Page extract:
◇ ◇ ◇ ◇ ◇

The Link between Effectivity Satellites and Driver Keys.

Patrick Cuba
The Modern Scientist
9 min readSep 24, 2024

Within the Data Vault community there is a misconception of what an effectivity satellite table is, how to model it, where it should be used and how it compares to the other common patterns like record tracking satellite and status tracking satellite tables.

  • To start with, an effectivity satellite is not an SQL view over your satellite table with a virtual end-date; recall that data vault 2.0 is strictly insert-only. However, a physicalised end-date does exist in an effectivity satellite and we never update the end-date that was inserted.
  • An effectivity satellite table is intrinsically related to the driver key concept; you cannot have an effectivity satellite table without defining what that driver key (or keys) is. The driver key is the concept of defining what is the principal business object we are tracking the relationship changes against. A driver key concept essentially tracks what other business objects that driver business object is related to at that point in time. You can have driver keys without an effectivity satellite because the application source has provided a business date of that relationship change and you simply load that attribute into a link-satellite table.
  • Effectivity is never ever built into a link table (adding start and end dates to a link table); this destroys the intended scalability of the link table because you have essentially made the link table single purpose and no longer the shortest and most efficient path between business objects. A single link table can support as many link-satellite tables and (by extension) effectivity satellite tables as you need, and you might want to model the latter for a variety of reasons: tracking the driving relationship differently to how the source application tracks that relationship. Of course, that would make this implementation of an effectivity satellite table a business vault artefact.

◇ ◇ ◇ ◇ ◇

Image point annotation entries
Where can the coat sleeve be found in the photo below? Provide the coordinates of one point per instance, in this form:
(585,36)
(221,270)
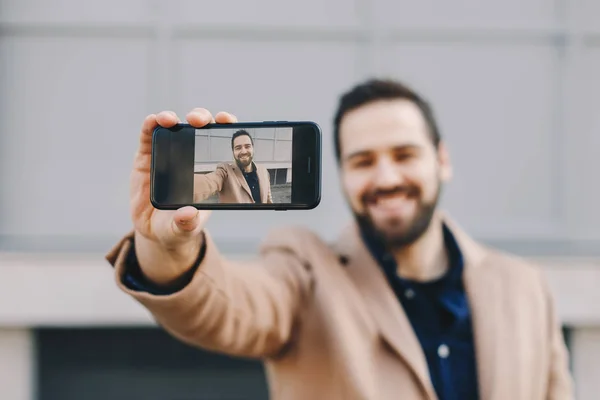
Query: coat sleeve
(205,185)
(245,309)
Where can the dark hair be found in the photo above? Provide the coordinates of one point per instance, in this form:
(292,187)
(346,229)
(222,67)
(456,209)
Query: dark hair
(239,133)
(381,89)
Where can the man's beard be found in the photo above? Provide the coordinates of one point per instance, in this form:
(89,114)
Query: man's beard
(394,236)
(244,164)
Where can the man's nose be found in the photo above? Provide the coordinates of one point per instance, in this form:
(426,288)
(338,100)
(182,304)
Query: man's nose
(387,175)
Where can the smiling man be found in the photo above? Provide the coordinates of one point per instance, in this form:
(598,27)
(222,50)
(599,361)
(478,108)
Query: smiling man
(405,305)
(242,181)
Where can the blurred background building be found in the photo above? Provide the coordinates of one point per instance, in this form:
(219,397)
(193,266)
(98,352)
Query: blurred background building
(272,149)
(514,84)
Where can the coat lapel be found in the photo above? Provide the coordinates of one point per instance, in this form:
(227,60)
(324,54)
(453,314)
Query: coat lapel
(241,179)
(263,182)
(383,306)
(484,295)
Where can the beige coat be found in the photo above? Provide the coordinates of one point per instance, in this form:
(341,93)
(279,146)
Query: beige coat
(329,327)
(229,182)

◇ ◇ ◇ ◇ ◇

Goals:
1. In the entries, update everything from the line containing "Where can the beige" down to the final line, replacing "beige coat" with "tan coat" and leaving all else unchanged.
2. Write what comes next in the article on effectivity satellites and driver keys, picking up after its last sentence.

In response:
1.
Where can the tan coat be found in the photo above? Provide the coordinates of one point per instance, in this form:
(341,93)
(279,146)
Query: tan coat
(329,327)
(229,182)

2.
Yes, effectivity satellite tables can only ever exist off a link table (you will never see an effectivity satellite table whose parent artefact is a hub table), it is only there for tracking relationship changes and nothing else. If descriptive attributes about the relationship changes, this will not change the relationship and those descriptive attributes will load to the link-satellite table.

Being able to track what is the current relationship in a link table solves one very important problem area about link tables: how do you know which is the current relationship if the relationship returns to a previous state? Especially if,

  • The source application does not supply this change
  • Nothing else changes about the relationship’s state (the attributes)

Ok with that aside, let’s dig into how effective the effectivity satellite table is!

By the way, the original post for this concept I posted in 2021 titled “Data Vault Mysteries… Effectivity Satellite & Driver Key”. We’re revisiting this concept because through customer and partner interactions I see the need to clarify a few concepts and to perhaps better explain this modelling pattern and where it should be used.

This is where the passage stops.